→ **练习说明**
把关于Flink集群部署的文本中从“相对Storm&Spark来”起到“于生成环境),Mesos,Docker。”止的部分(首尾均包括在内)逐字抄写出来。

→ **所给文本**
——
相对Storm&Spark来说,Flink在业界使用可能没前者那么广泛,从搜索引擎检索量&网络文章的质量可见一斑,相关概念介绍的比较混乱,官网文档相对也不是太清晰。
Flink的集群部署模式:
Standalone(最简单,缺点资源隔离做的不太好,存在deploy job不均衡),YARN(比较成熟,常用于生成环境),Mesos,Docker。
本文主要介绍Flink on yarn,此模式job manager存在单点故障问题,一般采用HA解决;如果不用HA,此模式基本不需要安装配置,官网下载的文件解压后放在各节点即可。
Flink on yarn作业提交分两种(重点,主要是相关概念不是特别清晰),生产环境推荐2。
1.yarn session(Start a long-running Flink cluster on YARN),有两种启动集群方式(区别就是是否有参数-d,加了d提交flink到yarn集群后就退出)#ENV VAR MUST SETUP:YARN_CONF_DIR or HADOOP_CONF_DIR
----1.1客户端模式;
./bin/yarn-session.sh -jm 500 -tm 500;#jm&tm默认都是1G,需要设定HADOOP_CLASSPATH
./bin/flink run ./examples/batch/WordCount.jar -input hdfs://ip:9000/LICENSE -output hdfs://ip:9000/wordcount-result_1.txt
----1.2分离式模式 #主要就是指detach,参数-d
./bin/yarn-session.sh -nm yarn-session_test -d
2.Flink run(Run a Flink job on YARN) #也可以加参数-d
./bin/flink run -m yarn-cluster -yjm 500m -ytm 500m /examples/batch/WordCount.jar
停止方法:
echo “stop” | ./bin/yarn-session.sh -id .
or yarn application -kill #cannot clearup all jobs remain files
如果安装带hadoop jar的Flink(新版本都没有),不需要任何配置,官网下载的文件解压后放在各节点即可;否则,特别是使用最新版本,需要配置HADOOP_CLASSPATH或者把hadoop下需要的jar拷入flink lib下(主要在jar包冲突的情况下)
——
→ **所给资料**
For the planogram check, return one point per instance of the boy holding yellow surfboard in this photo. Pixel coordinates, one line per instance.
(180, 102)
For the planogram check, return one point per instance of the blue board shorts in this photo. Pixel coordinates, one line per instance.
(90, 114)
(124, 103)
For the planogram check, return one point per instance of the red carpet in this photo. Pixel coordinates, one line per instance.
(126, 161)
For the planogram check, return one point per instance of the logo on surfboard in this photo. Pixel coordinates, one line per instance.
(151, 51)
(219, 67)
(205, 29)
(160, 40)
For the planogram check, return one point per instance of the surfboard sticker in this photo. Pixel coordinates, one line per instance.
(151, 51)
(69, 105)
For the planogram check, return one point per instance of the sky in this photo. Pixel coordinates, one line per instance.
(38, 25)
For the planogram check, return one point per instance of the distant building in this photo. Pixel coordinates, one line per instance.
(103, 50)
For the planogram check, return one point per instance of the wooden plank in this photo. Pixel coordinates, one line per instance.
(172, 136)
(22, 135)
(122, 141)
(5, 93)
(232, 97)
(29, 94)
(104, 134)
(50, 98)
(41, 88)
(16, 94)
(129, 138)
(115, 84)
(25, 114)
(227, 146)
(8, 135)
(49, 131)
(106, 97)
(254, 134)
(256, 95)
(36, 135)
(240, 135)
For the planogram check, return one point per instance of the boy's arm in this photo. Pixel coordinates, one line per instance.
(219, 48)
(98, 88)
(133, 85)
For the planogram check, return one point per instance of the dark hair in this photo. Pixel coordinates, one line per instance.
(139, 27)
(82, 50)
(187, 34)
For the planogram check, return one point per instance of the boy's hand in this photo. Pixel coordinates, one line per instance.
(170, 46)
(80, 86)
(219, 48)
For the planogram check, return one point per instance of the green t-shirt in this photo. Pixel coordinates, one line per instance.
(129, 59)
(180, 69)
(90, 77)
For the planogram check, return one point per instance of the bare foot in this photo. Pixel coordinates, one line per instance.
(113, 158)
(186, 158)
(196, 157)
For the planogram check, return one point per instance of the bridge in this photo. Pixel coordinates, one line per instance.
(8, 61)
——
→ **书面作答**
相对Storm&Spark来说,Flink在业界使用可能没前者那么广泛,从搜索引擎检索量&网络文章的质量可见一斑,相关概念介绍的比较混乱,官网文档相对也不是太清晰。
Flink的集群部署模式:
Standalone(最简单,缺点资源隔离做的不太好,存在deploy job不均衡),YARN(比较成熟,常用于生成环境),Mesos,Docker。